SET PROBLEM 1 =>
Return every line in the rows below that contains the word "firefighter", matching case exactly.

SOURCE EXTRACT =>

In [2]:
import os
import csv
import wave
import sys
import numpy as np
import pandas as pd
import glob
from sklearn.preprocessing import label_binarize

sys.path.append(os.path.dirname(os.path.realpath('.')))


In [3]:
print(os.path.dirname(os.path.realpath('.')))

/Users/stella-yj/workspace/notebook


In [7]:
class Constants:
    def __init__(self):
        real_path = os.path.dirname(os.path.realpath('.'))
        #print(real_pat)
        self.available_emotions = np.array(['ang', 'exc', 'neu', 'sad'])
        self.path_to_data = real_path + "/datasets/IEMOCAP_full_release/"
        self.path_to_features = real_path + "/datasets/IEMOCAP_full_release/features/"
        self.sessions = ['Session1', 'Session2', 'Session3', 'Session4', 'Session5']
        self.conf_matrix_prefix = 'iemocap'
        self.framerate = 16000
        self.types = {1: np.int8, 2: np.int16, 4: np.int32}
    
    def __str__(self):
        def display(objects, positions):
            line = ''
            for i in range(len(objects)):
                line += str(objects[i])
                line = line[:positions[i]]
                line += ' ' * (positions[i] - len(line))
            return line
        
        line_length = 100
        ans = '-' * line_length
        members = [attr for attr in dir(self) if not callable(attr) and not attr.startswith("__")]
        for field in members:
            objects = [field, getattr(self, field)]
            positions = [30, 100]
            ans += "\n" + display(objects, positions)
        ans += "\n" + '-' * line_length
        return ans

In [8]:
def get_audio(path_to_wav, filename, params=Constants()):
    wav = wave.open(path_to_wav + filename, mode="r")
    (nchannels, sampwidth, framerate, nframes, comptype, compname) = wav.getparams()
    content = wav.readframes(nframes)
    samples = np.fromstring(content, dtype=params.types[sampwidth])
    return (nchannels, sampwidth, framerate, nframes, comptype, compname), samples


def get_transcriptions(path_to_transcriptions, filename, params=Constants()):
    f = open(path_to_transcriptions + filename, 'r').read()
    f = np.array(f.split('\n'))
    transcription = {}
    for i in range(len(f) - 1):
        g = f[i]
        i1 = g.find(': ')
        i0 = g.find(' [')
        ind_id = g[:i0]
        ind_ts = g[i1+2:]
        transcription[ind_id] = ind_ts
    return transcription

In [9]:
def get_emotions(path_to_emotions, filename, params=Constants()):
    f = open(path_to_emotions + filename, 'r').read()
    f = np.array(f.split('\n'))
    idx = f == ''
    idx_n = np.arange(len(f))[idx]
    emotion = []
    for i in range(len(idx_n) - 2):
        g = f[idx_n[i]+1:idx_n[i+1]]
        head = g[0]
        i0 = head.find(' - ')
        start_time = float(head[head.find('[') + 1:head.find(' - ')])
        end_time = float(head[head.find(' - ') + 3:head.find(']')])
        actor_id = head[head.find(filename[:-4]) + len(filename[:-4]) + 1:
                        head.find(filename[:-4]) + len(filename[:-4]) + 5]
        emo = head[head.find('\t[') - 3:head.find('\t[')]
        vad = head[head.find('\t[') + 1:]

        v = float(vad[1:7])

SOURCE RECORDS =>
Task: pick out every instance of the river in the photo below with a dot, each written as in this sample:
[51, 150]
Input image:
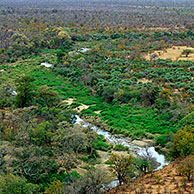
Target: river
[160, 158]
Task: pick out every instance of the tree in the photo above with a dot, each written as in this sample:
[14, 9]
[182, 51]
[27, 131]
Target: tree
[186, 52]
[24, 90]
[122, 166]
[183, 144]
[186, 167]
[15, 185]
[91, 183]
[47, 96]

...

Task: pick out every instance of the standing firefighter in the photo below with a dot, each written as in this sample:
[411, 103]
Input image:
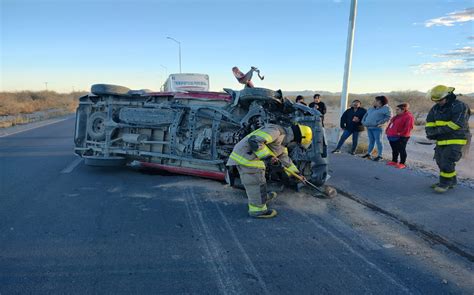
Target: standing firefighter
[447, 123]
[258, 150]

...

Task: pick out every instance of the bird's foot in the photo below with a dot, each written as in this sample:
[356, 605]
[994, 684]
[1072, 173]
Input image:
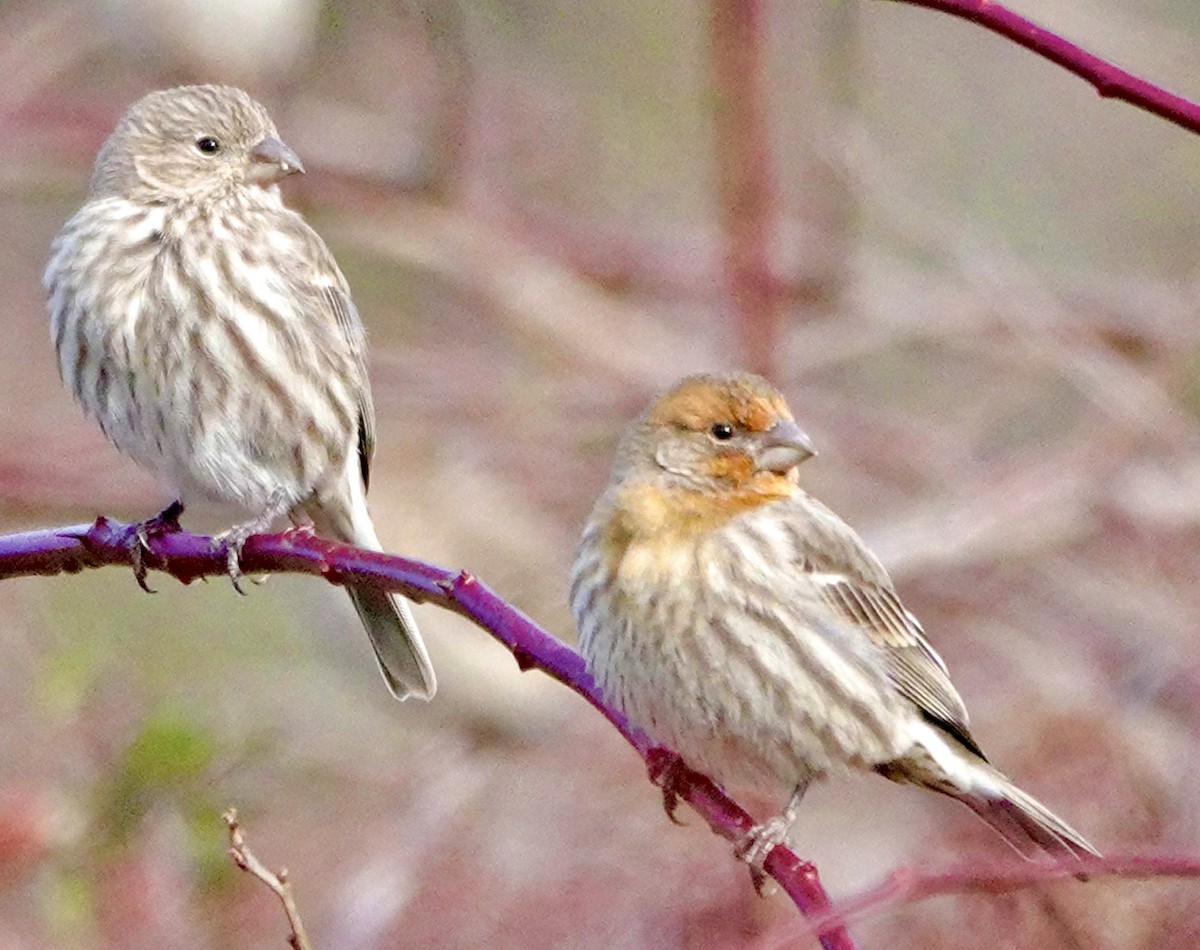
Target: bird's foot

SET PROBLEM 2 =>
In the notebook code, what frame rate does the Constants class set?

COMPLETE OUTPUT 1 =>
Task: pick out every instance of the standing firefighter in the photo below with a dot, each written as in this sample:
Target: standing firefighter

COMPLETE OUTPUT 2 =>
16000